- **Data section**
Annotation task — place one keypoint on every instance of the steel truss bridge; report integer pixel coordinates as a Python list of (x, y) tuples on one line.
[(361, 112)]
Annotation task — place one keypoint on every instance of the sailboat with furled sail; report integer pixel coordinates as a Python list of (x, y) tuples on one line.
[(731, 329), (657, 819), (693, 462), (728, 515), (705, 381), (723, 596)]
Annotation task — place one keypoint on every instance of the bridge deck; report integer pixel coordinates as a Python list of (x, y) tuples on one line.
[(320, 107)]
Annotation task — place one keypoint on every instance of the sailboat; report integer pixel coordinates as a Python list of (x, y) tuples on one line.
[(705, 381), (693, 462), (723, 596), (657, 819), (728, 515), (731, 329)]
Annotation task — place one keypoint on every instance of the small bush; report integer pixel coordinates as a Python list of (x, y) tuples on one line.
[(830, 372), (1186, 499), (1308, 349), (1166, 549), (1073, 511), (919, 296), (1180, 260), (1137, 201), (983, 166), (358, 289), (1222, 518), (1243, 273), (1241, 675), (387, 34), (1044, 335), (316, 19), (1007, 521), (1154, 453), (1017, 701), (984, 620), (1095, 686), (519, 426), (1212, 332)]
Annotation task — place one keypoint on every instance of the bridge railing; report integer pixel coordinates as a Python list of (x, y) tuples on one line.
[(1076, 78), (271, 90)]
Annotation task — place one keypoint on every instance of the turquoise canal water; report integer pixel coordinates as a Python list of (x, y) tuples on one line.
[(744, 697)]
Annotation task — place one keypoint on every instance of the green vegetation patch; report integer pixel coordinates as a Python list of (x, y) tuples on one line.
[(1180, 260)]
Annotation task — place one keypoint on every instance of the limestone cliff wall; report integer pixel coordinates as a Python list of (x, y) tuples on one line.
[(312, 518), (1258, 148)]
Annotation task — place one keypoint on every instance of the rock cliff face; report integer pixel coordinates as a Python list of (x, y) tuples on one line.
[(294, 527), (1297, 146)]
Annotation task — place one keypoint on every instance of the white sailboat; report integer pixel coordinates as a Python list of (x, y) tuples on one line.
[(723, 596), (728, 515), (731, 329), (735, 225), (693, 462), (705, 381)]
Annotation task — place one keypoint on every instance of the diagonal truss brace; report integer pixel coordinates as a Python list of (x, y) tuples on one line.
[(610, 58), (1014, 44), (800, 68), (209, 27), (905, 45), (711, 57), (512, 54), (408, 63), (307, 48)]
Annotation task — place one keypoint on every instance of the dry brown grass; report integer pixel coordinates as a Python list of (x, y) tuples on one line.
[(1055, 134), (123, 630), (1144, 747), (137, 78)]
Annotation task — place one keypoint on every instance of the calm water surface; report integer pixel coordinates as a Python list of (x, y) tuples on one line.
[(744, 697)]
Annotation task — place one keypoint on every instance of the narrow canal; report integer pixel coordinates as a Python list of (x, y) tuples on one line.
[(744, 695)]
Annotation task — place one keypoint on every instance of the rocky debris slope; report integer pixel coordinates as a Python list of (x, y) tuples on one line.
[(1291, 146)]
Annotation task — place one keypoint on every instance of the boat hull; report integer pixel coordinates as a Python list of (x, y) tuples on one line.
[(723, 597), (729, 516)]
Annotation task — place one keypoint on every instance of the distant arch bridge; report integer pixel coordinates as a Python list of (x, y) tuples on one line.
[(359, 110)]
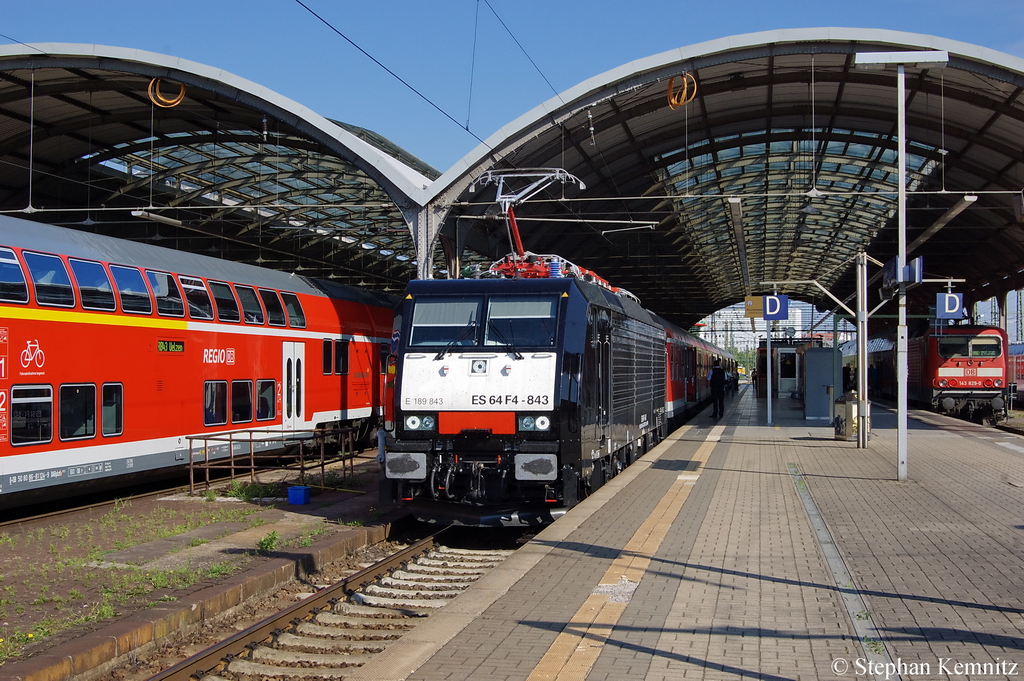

- **Your task**
Leaving the pictures out, output each line of the listing exactly.

- **Worked solution**
Annotation task — place one keypoint on every instance of the steel truss bridge; report integer pixel coordinates as a Python list of (x, y) tuples on one line.
[(361, 112)]
Annotation task — place one keypoint on every instance of the sailboat with furled sail; report integer pixel coordinates as a Python list of (x, y) tuples on one line.
[(731, 329), (657, 819), (693, 462), (728, 515), (705, 381), (723, 596)]
Annotation task — place one keypoint on every instance of the bridge deck; report integer pixel coordinates as a Python list of (x, y) tuples on one line.
[(320, 107)]
Annotation task — place one keypoint on every instance of the sailboat; report integer pixel coordinates as a Python list of (x, y) tuples on one line.
[(705, 381), (693, 462), (723, 596), (657, 819), (728, 515), (731, 329)]
Annotation task — place one keypoint on every instance of the small bush; report integer pixel coordinates as a Python list of (x, y) tuples on one line.
[(830, 372), (1186, 499), (1308, 349), (1166, 549), (1073, 511), (919, 296), (1180, 260), (1137, 201), (983, 166), (358, 289), (1222, 518), (1243, 273), (1241, 675), (387, 34), (1044, 335), (316, 19), (1007, 521), (1154, 453), (1017, 701), (984, 620), (1095, 686), (519, 426), (1212, 332)]
Annotation task — place one keypoint on every instance of the bridge railing; report integer pixel coordinates as a Python list of (x, y) tuples on one line.
[(1076, 78), (271, 90)]
Annotation task — place one keypoint on every instance of the turquoise canal water; report integer pixel coordinates as a Python list of (x, y) tuples on one line.
[(744, 697)]
Annotation task — place one keypoint on every instance of the green vegetation patch; report integer pixel coordinates as a Python list of (x, y) tuples on one line.
[(1180, 260)]
Annotation task — place one keypoint on every instance of the limestone cliff wall; report integer pixel coordinates as a Python list of (x, y) tuples on one line.
[(312, 518), (1258, 148)]
Annotation task — place one keypoint on every instance of the rock cliff face; report integer pixel coordinates as a Python list of (x, y) tuples on one line.
[(294, 527), (1297, 146)]
Annotation task — place one keypoint on every instance of the white sailboat; report integer pixel coordinates as a Python list of (x, y) tuples on one line.
[(723, 596), (728, 515), (731, 329), (735, 225), (693, 462), (705, 381)]
Annotation task — place one keypoint on every instance of the diagonal truss brace; report integer pixel coordinates as a Python list of (x, y) tuples on one line.
[(610, 58), (1014, 44), (800, 68), (209, 27), (905, 45), (711, 57), (512, 54), (408, 63), (307, 48)]
Annotation task — place one keypoint on every instance of the dry brown grass; report integer pixel coordinates as a Python list of (x, y) tuples on one line.
[(1055, 134), (123, 630), (1144, 747), (137, 78)]
Annotation task — place one keypoint on every instance of the calm water surface; report integer pixel coordinates as a Python list of (x, y) tuples on one line.
[(744, 697)]
Annotation task — place one keypoint on every instance of the narrow canal; report integer pixel coordinates as a Python list of (x, y) tuples on one line.
[(744, 695)]
Annotation task — place one keypoint on every instance of the rocky debris slope; report integer pixel coordinates as a Python list of (x, y) tuples on one line.
[(1291, 146)]
Annotation task — place one keypoint on every instance of the boat hull; report integer pixel coordinates as a Python list of (x, y) tuples on one line.
[(723, 597), (729, 516)]
Annotation task — place one keypoint on every instance of the distant arch bridge; report integer pixel coordinates as a Python list of (x, y) tuples on one line.
[(359, 110)]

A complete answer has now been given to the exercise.